#### [ACTIVITY]
Every line of the material must come back exactly as given.

─── MATERIAL PROVIDED

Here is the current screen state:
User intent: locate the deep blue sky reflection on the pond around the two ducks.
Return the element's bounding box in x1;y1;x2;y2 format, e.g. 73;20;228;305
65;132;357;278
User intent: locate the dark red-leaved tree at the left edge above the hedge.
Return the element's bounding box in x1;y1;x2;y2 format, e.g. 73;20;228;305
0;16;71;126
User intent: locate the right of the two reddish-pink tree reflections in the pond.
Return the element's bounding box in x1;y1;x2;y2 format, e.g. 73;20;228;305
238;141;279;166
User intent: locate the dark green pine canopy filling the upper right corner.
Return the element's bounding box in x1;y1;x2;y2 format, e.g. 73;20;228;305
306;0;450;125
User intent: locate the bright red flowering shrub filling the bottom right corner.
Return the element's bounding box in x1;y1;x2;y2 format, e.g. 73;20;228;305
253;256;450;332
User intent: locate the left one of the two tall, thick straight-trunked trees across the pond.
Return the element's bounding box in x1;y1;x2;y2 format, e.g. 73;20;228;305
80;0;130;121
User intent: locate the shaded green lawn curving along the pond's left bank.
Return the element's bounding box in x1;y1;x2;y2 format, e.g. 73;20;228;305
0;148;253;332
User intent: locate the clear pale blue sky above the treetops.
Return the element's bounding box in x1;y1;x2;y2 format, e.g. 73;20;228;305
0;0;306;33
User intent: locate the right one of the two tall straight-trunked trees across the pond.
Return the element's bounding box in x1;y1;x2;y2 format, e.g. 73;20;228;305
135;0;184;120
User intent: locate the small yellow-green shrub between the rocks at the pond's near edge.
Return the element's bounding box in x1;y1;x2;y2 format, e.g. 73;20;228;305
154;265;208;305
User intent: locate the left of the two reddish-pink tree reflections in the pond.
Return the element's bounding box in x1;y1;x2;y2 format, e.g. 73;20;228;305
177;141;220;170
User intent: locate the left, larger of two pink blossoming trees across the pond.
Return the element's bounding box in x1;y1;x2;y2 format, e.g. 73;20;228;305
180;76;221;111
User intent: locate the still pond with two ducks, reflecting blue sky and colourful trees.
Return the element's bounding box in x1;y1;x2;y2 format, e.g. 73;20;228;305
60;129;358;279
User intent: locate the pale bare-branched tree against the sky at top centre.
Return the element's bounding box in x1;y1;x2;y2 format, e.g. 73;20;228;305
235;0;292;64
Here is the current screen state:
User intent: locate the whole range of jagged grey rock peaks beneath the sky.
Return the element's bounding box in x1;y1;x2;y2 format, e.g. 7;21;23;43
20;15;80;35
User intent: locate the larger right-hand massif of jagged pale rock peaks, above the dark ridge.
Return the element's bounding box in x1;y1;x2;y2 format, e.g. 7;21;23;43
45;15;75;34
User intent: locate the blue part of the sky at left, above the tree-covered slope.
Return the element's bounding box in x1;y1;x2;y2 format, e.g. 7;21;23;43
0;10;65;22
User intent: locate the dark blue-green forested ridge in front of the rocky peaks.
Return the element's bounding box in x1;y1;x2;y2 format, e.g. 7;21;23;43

──────

#### [RESULT FOR THIS TASK]
Here is the current screen state:
User intent: locate the deep blue sky reflection on the pond around the two ducks.
Return the element's bounding box in x1;y1;x2;y2 format, e.g. 73;20;228;305
65;132;357;278
User intent: locate the dark red-leaved tree at the left edge above the hedge.
Return the element's bounding box in x1;y1;x2;y2 format, e.g. 73;20;228;305
0;16;71;126
User intent: locate the right of the two reddish-pink tree reflections in the pond.
Return the element's bounding box in x1;y1;x2;y2 format, e.g. 73;20;228;305
238;141;279;166
User intent: locate the dark green pine canopy filling the upper right corner.
Return the element's bounding box in x1;y1;x2;y2 format, e.g. 73;20;228;305
306;0;450;125
User intent: locate the bright red flowering shrub filling the bottom right corner.
Return the element's bounding box in x1;y1;x2;y2 format, e.g. 73;20;228;305
253;256;450;332
User intent: locate the left one of the two tall, thick straight-trunked trees across the pond.
Return the element's bounding box in x1;y1;x2;y2 format, e.g. 73;20;228;305
80;0;130;121
User intent: locate the shaded green lawn curving along the pond's left bank.
Return the element's bounding box in x1;y1;x2;y2 format, e.g. 73;20;228;305
0;148;253;332
User intent: locate the clear pale blue sky above the treetops.
Return the element's bounding box in x1;y1;x2;y2 format, e.g. 73;20;228;305
0;0;306;33
User intent: locate the right one of the two tall straight-trunked trees across the pond.
Return the element's bounding box in x1;y1;x2;y2 format, e.g. 73;20;228;305
135;0;184;120
User intent: locate the small yellow-green shrub between the rocks at the pond's near edge.
Return the element's bounding box in x1;y1;x2;y2 format, e.g. 73;20;228;305
154;265;208;305
User intent: locate the left of the two reddish-pink tree reflections in the pond.
Return the element's bounding box in x1;y1;x2;y2 format, e.g. 73;20;228;305
177;141;220;170
User intent: locate the left, larger of two pink blossoming trees across the pond.
Return the element's bounding box in x1;y1;x2;y2 format, e.g. 73;20;228;305
180;76;221;111
User intent: locate the still pond with two ducks, reflecting blue sky and colourful trees.
Return the element's bounding box in x1;y1;x2;y2 format, e.g. 73;20;228;305
60;129;358;279
User intent: locate the pale bare-branched tree against the sky at top centre.
Return the element's bounding box in x1;y1;x2;y2 format, e.g. 73;20;228;305
235;0;292;64
Here is the current screen state:
User intent: locate the whole range of jagged grey rock peaks beneath the sky.
Return the element's bounding box in x1;y1;x2;y2 format, e.g. 7;21;23;43
20;15;80;35
User intent: locate the larger right-hand massif of jagged pale rock peaks, above the dark ridge.
Return the element's bounding box in x1;y1;x2;y2 format, e.g. 7;21;23;43
45;15;75;34
User intent: locate the blue part of the sky at left, above the tree-covered slope.
Return the element's bounding box in x1;y1;x2;y2 format, e.g. 7;21;23;43
0;10;65;22
User intent: locate the dark blue-green forested ridge in front of the rocky peaks.
Return the element's bounding box in x1;y1;x2;y2 format, e.g. 7;21;23;43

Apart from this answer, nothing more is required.